## To be done
Convert the rows below into a Markdown table with two columns, Line and Text. Give each non-blank line its own table row, numbered in order, and leave the pictures out.

------------------------------------

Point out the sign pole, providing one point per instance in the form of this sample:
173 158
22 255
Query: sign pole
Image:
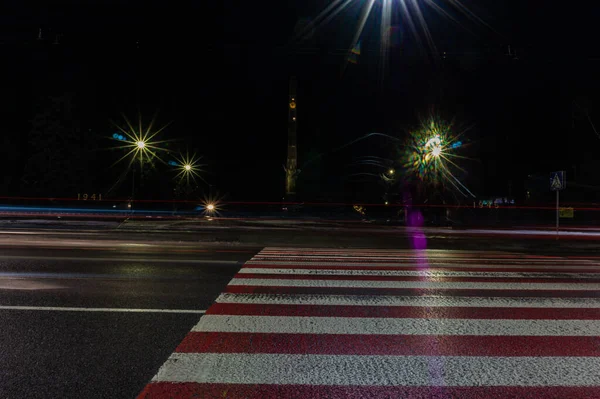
557 213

------------------------------------

## Output below
| Line | Text |
|---|---|
| 1 | Point out the sign pole, providing one point per instance in the form of this sample: |
| 2 | 173 158 |
| 3 | 22 255 |
| 4 | Query: sign pole |
| 5 | Image: |
| 6 | 557 213 |